begin Page

Volume 14
An Online Literary Magazine
January 30, 2020

 

There's Only One Ona

Nonfiction

Paul Hostovsky

 


Paul Hostovsky and Ona.

 

T
here is a poet named Ona Gritz and an actress named Oona O’Neill and another one named Oona Chaplin—and it’s possible that there are a few other Onas and Oonas here and there and in between—but there is only one deafblind Ona Kim Stewart, STRONG ASL, which in ASL means eloquent in ways that are foreign to most English speakers, fluent in the use of space, and face, playful and creative in the ways of the grandfather of Oona Chaplin.

 

Ona is the only deafblind person I know in Boston—and I know almost all the deafblind people in Boston—who travels the city independently with nothing but a white cane and a ton of gumption, riding the trains and buses to work, to meetings, to doctor and dentist appointments—and to rendezvous with me today in Government Center because I’m taking her out to lunch at her favorite restaurant: Cheers. It’s her birthday, the first day of spring, and lunch is on me!

 

But how does she do it? How does she navigate the trains and buses and streets of Boston with no vision or hearing? Well, she’s got that white cane, for one thing, which has a way of parting the sea of people wherever she points it. And she’s got those sunglasses and that Red Sox cap with the visor pulled down low for keeping the glare out. And she’s got three degrees of visual field (a normal visual field is about 180 degrees, if you include the movement discrimination we have in our peripheral vision). Oh, and did I mention the gumption? She’s got a ton of it. And a loud voice for yelling at people who aren’t watching where they’re going, who trip over her cane as it sweeps the ground back and forth in front of her. She gives them a piece of her mind by screaming at them, and her screams are almost as loud as the train’s Klaxon. She doesn’t talk with her voice but when she yells—or laughs or whoops or squeals with delight—her voice is downright stentorian. And it always gets people’s attention.

end Page
begin Raw records

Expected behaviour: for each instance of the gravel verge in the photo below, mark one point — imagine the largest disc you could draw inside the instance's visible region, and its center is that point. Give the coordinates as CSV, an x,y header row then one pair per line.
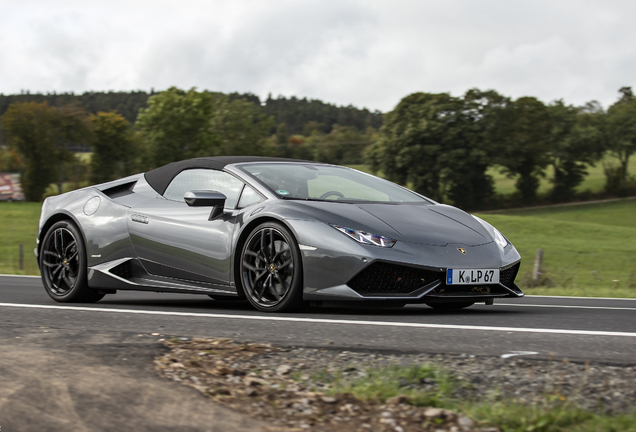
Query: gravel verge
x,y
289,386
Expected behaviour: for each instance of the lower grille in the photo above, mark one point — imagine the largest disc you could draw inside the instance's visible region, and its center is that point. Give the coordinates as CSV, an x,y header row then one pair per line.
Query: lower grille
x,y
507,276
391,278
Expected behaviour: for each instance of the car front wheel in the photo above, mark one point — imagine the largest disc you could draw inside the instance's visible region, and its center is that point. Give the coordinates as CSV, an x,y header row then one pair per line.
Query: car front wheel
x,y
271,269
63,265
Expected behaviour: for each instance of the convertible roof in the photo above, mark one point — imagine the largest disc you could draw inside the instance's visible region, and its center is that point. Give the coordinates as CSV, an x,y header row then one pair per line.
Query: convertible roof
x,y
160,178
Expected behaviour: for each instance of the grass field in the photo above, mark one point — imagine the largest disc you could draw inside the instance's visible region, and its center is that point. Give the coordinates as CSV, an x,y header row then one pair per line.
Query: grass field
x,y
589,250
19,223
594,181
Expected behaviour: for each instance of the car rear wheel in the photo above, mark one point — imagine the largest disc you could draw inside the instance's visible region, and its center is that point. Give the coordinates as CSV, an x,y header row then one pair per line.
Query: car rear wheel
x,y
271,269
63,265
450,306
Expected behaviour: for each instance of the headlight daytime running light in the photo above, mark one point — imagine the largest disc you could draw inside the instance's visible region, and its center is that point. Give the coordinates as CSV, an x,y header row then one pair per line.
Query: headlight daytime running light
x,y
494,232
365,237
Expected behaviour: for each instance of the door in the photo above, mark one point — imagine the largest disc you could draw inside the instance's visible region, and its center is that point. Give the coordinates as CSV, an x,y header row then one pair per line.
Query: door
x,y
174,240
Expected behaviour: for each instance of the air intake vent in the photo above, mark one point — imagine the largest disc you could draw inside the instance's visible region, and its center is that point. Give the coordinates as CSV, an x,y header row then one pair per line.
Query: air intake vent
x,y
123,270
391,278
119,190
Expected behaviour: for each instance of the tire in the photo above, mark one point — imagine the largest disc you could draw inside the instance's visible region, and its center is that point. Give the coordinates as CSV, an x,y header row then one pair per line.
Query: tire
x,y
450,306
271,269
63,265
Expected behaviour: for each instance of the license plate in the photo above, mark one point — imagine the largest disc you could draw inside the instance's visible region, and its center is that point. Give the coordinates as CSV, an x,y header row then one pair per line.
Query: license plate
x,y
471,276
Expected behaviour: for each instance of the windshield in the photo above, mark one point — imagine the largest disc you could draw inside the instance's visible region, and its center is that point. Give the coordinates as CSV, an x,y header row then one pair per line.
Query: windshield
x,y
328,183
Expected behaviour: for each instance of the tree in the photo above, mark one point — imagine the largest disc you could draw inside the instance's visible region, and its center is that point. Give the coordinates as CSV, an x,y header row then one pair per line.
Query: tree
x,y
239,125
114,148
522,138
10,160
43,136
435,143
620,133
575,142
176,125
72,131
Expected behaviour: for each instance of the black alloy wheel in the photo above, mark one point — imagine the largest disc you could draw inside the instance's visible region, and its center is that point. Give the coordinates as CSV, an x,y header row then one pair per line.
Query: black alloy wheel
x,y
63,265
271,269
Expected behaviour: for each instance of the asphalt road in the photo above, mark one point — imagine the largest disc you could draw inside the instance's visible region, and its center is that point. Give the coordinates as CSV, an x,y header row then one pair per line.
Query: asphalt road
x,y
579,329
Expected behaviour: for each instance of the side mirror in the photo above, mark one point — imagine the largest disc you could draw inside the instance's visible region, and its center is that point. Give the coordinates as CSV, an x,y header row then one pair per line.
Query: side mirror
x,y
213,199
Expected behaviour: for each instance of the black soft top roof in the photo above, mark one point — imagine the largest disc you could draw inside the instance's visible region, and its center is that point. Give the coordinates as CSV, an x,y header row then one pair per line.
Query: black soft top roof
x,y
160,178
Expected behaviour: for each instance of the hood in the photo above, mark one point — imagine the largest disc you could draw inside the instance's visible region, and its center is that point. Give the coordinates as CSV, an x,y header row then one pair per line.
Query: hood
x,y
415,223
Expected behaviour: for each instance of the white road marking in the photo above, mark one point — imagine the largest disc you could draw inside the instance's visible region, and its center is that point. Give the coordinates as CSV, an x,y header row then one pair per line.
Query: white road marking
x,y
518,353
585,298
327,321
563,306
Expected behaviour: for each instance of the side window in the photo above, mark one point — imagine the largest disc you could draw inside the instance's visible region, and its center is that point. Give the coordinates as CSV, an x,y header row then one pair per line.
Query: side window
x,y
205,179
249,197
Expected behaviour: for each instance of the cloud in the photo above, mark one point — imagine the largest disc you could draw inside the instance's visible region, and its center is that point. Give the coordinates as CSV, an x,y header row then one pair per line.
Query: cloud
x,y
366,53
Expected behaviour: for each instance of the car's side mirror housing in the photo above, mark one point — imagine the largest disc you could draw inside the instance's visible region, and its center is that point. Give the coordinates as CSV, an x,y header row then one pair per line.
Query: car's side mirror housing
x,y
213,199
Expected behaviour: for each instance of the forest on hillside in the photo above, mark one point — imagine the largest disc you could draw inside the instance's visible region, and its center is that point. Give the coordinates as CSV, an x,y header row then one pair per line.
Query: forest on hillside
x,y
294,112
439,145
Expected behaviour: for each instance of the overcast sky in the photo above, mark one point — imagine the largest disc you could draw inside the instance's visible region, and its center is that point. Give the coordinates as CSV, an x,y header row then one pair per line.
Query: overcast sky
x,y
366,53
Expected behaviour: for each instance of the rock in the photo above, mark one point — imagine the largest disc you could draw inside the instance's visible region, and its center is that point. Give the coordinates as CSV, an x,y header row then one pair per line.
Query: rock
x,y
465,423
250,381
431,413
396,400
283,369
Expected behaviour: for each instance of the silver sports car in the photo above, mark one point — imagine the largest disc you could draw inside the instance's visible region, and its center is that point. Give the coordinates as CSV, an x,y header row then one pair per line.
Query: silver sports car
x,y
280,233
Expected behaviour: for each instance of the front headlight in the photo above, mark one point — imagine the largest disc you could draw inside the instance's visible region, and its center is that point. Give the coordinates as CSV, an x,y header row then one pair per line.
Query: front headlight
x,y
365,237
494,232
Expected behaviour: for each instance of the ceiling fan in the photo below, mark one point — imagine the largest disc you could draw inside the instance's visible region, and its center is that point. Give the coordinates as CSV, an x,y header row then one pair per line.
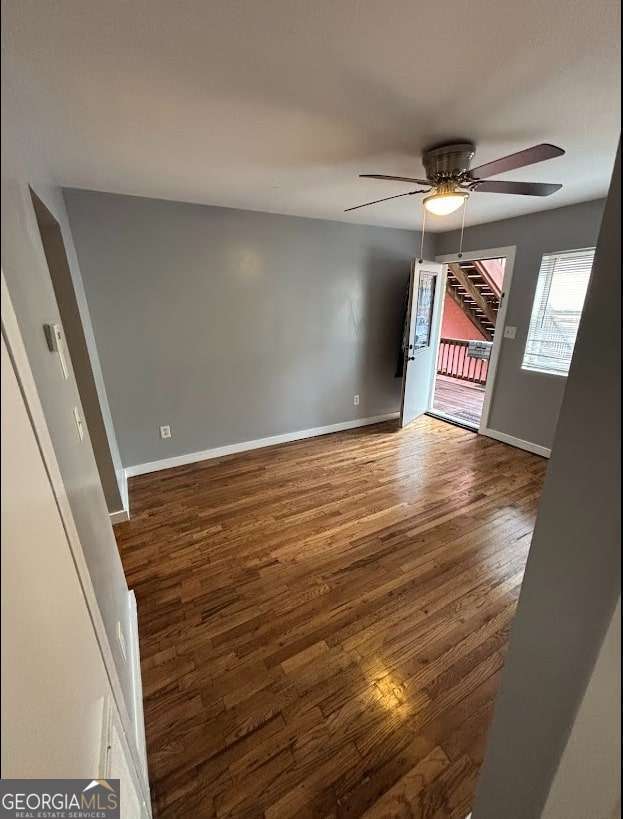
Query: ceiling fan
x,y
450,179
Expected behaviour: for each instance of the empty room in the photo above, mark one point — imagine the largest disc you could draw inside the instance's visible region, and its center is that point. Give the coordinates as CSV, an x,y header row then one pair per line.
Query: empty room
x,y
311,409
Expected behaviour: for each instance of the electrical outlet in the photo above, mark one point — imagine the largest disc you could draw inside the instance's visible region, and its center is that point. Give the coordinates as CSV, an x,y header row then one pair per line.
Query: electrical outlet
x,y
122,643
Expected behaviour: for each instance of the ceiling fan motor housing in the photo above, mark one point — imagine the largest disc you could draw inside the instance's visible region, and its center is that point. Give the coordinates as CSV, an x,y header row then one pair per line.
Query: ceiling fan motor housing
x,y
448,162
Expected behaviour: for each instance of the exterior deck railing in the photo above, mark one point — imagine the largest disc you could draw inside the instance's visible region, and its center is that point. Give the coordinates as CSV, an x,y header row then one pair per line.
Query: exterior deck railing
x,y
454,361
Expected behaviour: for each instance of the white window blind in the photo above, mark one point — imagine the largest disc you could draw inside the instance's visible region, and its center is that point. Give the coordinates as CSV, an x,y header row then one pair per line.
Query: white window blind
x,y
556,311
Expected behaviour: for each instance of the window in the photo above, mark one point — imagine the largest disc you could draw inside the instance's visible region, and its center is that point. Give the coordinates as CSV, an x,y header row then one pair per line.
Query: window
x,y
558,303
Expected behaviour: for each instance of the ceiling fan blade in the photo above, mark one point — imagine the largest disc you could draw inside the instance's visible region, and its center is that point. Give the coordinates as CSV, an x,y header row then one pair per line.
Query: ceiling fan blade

end Raw records

What to do:
(1) How would you sum up the essay about Ona in two sentences?
(2) Could you set down, word for word, the part of the essay about Ona between "Paul Hostovsky and" and "of Oona Chaplin.", inclusive?
The items are separate material, apart from the essay about Ona.

Task-by-task answers:
(1) Ona Kim Stewart, a deafblind woman who is highly skilled in ASL, travels Boston on her own by train and bus with a white cane and plenty of gumption, and on her birthday she is meeting the writer in Government Center for lunch at Cheers. She gets around with the help of that cane, sunglasses and a low-pulled Red Sox cap, three degrees of visual field, and a loud voice she uses to yell at people who trip over her cane.

(2)
Paul Hostovsky and Ona.

 

T
here is a poet named Ona Gritz and an actress named Oona O’Neill and another one named Oona Chaplin—and it’s possible that there are a few other Onas and Oonas here and there and in between—but there is only one deafblind Ona Kim Stewart, STRONG ASL, which in ASL means eloquent in ways that are foreign to most English speakers, fluent in the use of space, and face, playful and creative in the ways of the grandfather of Oona Chaplin.